→ TASKS TO PERFORM:
[1] Answer these from the Becca Rose Hall dispatch:
(a) What is the name of the writing program for children that she founded?
(b) In which months and year were Becca and Nate guests at ZVONA i NARI?
(c) What is the title of the novel she is editing?
[2] Please duplicate the part of the Becca Rose Hall dispatch starting at "ZiN Resident Dispatch: Becca" and ending at "She writes novels.".

→ SELECTED PASSAGE:
⟨

ZiN Resident Dispatch: Becca Rose Hall


Becca Rose Hall lives in Seattle with her husband Nate and their dog and chickens. She is the founder and director of Frog Hollow School, a writing program for children. Her work has appeared in Contrary Magazine, Quick Fictions, grist, High Country News, The Bellingham Review, and elsewhere. She writes novels.

Becca & Nate were guests at ZVONA i NARI Library & Literary Retreat in February and March of 2017.

 

We wake to bells and sunlight. White light coming through the sheer curtain. No sirens, few motors. Birds. The house is full of books, but I cannot read them. I only brought one from home, and I nurse it slowly. There are shelves of books in English next door, but for days I forget to ask for the key. An empty mind. I did find an English-language copy of Iyengar's Light on Yoga mixed in with the Croatian books. In the mornings, I do Mountain Pose on the balcony. That simple pose, which I've been doing since I was four, suddenly done with a radical new awareness. I let the sunlight fall on my eyes. Once, a bumblebee lands on the stucco beside me. It stretches its legs; I stretch mine.

It isn't warm yet, but I crave the sunlight after a Seattle winter, so I sit outside in my coat and hat and work. My husband Nate is happy in his cave, sitting in the kids bedroom on his computer with the shutters closed, but I need light. I roam around the house and patio, working, moving, working again. There are kids are playing in the yard. "Geronimo!" they yell. I'm trying to finish major edits on my novel "Salt for Salt". I've been working on them since August and they are going slowly, but at ZVONA i NARI they go so fast I feel like I'm working in fast forward.

In the afternoon, we ride bikes to the sea, look at the clear blue water, the plastic the water spits back at us. We smell fields of brassicas, that wonderful cabbage-headed kale. We see dogs going about their business unattended and miss our own dog who would like to be a Ližnjan dog much more than a city dog. We see dolphins so big we wonder if they are whales. We see Roman ruins, closed up beach bars, stone walls that fence in forest instead of fields. I find boar tracks and dog tracks and feline tracks that are too big to be house cat tracks. If we were in Washington, I'd say they were bobcat. Sometimes the air smells to me like California: oak trees and salt water and earth. Sometimes the air smells like coal.

We become regulars at the Munat grocery store. We buy too much prosciutto and Nate takes a liking to the two-liter bottles of beer. Ožujsko. He says it over and over, trying to make it intelligible, but waiters still pause when he orders it. The women at the store give us meal planning tips and are patient with our halting, broken Croatian attempts. "You're still here," they say.

I sleep and write and walk and write and eat and write and bike and write and sleep. I finish the edits. I proofread it on the airplane, enter the changes in on my living room couch. It rains and then the sun comes out. The townhouse construction across the street booms and grinds. The chickadees hop around the climbing roses and my chickens escape from their pen. My dog tans his armpits on the front walk. I send the novel to my agent, go to text Nate that it's done. There's a text from him: can I put the beer he bought in the fridge? Daily life keeps going on.

⟩

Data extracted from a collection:
⟨

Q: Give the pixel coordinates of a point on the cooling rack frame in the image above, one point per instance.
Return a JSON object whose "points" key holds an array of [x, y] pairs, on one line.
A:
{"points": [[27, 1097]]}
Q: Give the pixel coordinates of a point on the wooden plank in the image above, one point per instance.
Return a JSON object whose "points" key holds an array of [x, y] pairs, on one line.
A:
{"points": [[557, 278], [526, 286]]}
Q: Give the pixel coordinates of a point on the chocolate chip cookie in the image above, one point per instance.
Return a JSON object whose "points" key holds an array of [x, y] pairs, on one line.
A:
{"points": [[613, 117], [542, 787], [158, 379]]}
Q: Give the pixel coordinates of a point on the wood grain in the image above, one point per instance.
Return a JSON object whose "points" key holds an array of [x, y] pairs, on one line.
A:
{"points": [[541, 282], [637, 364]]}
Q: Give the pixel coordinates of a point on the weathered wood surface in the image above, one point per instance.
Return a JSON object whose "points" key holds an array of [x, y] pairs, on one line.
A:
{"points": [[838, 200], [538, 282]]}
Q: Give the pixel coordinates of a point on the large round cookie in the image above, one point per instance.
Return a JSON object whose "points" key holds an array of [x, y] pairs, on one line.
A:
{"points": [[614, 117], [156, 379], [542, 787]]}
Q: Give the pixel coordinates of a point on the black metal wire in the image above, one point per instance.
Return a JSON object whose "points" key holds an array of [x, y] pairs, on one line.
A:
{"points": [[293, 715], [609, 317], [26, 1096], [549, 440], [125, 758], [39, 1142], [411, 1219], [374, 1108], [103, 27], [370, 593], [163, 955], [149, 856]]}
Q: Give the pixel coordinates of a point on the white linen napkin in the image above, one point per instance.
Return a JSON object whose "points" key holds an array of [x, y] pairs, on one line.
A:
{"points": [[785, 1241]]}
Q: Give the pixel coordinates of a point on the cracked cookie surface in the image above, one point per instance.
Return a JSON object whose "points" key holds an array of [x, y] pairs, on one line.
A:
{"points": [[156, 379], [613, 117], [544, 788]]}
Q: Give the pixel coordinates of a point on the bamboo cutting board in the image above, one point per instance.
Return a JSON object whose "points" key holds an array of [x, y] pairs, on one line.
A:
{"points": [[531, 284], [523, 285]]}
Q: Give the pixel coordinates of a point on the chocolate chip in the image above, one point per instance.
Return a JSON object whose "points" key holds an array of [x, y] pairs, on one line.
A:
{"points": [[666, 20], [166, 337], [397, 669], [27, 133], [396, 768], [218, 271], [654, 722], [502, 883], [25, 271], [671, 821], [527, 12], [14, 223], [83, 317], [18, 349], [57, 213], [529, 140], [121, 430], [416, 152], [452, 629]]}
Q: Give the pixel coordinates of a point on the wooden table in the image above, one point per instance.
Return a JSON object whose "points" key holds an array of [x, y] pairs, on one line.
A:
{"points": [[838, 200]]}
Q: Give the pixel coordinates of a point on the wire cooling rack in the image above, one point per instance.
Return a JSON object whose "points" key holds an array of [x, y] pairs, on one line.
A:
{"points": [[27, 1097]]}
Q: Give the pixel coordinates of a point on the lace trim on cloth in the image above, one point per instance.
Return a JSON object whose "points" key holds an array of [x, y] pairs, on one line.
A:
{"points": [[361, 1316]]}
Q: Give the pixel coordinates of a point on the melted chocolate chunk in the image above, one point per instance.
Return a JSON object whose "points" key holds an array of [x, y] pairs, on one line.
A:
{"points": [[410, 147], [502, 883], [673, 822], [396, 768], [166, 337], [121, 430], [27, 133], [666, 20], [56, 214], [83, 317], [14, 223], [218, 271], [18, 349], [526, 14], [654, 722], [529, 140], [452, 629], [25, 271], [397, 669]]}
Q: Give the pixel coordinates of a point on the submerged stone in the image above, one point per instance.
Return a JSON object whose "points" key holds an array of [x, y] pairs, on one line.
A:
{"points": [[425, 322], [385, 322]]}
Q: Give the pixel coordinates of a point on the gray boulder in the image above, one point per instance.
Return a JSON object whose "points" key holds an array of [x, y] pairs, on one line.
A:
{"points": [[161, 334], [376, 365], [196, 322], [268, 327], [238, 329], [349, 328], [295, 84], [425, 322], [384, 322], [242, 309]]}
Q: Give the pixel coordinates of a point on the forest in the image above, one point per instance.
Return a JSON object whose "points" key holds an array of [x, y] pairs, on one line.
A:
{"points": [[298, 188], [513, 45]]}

⟩

→ EXPECTED RESULTS:
[1]
(a) Frog Hollow School
(b) February and March of 2017
(c) "Salt for Salt"

[2]
ZiN Resident Dispatch: Becca Rose Hall


Becca Rose Hall lives in Seattle with her husband Nate and their dog and chickens. She is the founder and director of Frog Hollow School, a writing program for children. Her work has appeared in Contrary Magazine, Quick Fictions, grist, High Country News, The Bellingham Review, and elsewhere. She writes novels.